→ Written instruction
Gather each line of the records below that contains the word "hand". Case matters.

→ Records for this exercise
— BEGIN —

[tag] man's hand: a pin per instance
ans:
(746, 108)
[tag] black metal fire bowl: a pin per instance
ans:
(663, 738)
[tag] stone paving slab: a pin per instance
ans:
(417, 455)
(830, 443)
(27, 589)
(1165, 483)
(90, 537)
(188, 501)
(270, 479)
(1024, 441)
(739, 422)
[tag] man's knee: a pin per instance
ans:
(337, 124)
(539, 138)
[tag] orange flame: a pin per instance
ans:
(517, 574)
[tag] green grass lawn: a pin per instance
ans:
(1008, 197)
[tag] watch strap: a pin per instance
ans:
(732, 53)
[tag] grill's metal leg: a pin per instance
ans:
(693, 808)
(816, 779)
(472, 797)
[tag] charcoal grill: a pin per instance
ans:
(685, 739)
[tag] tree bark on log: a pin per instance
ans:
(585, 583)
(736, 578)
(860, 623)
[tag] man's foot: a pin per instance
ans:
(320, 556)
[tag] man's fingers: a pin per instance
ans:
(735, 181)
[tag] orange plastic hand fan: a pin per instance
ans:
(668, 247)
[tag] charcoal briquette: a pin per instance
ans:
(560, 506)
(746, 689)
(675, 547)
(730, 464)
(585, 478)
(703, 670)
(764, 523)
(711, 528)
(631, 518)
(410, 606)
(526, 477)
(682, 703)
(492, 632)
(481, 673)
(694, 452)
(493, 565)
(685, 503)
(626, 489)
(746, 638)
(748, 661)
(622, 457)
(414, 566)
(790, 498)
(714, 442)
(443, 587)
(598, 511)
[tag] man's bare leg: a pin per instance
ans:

— END —
— BEGIN —

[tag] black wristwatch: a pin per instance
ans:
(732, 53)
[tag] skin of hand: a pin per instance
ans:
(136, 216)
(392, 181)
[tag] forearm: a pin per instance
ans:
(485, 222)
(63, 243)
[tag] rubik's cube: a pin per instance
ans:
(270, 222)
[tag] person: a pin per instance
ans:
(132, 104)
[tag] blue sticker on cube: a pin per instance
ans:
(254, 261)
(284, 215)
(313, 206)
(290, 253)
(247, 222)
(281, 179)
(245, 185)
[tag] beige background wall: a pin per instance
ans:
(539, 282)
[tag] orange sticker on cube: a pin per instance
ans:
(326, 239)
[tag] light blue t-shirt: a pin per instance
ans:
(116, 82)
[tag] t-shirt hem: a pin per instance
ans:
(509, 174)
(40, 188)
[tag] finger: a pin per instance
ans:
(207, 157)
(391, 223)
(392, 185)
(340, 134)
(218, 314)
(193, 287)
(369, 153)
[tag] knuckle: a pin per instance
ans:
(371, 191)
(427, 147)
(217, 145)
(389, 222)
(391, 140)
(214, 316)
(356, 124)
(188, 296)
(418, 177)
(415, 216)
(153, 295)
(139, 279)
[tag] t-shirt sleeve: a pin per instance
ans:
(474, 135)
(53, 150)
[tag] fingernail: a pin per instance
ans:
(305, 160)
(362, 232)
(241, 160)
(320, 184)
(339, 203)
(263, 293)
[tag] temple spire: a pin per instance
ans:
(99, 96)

— END —
— BEGIN —

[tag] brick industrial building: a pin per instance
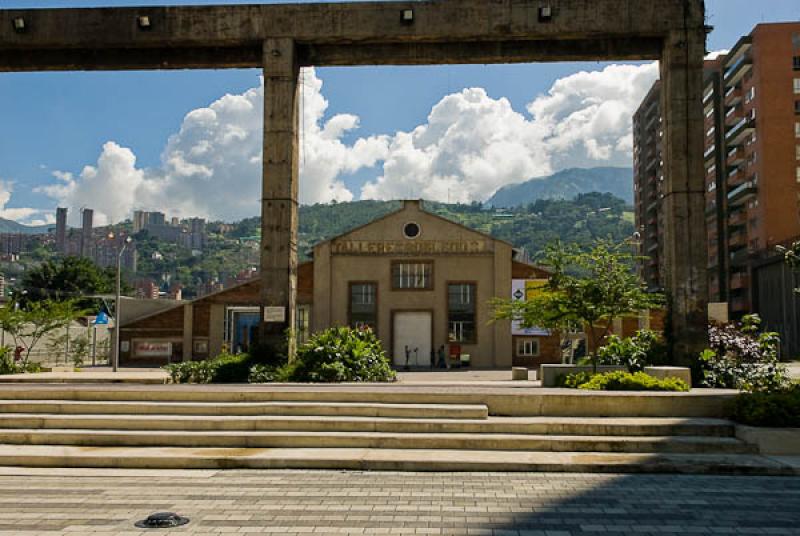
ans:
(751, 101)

— END —

→ Result
[tag] man's hand: a pin per instance
[tag] orange plastic hand fan: a pin per instance
[tag] skin of hand: a pin per instance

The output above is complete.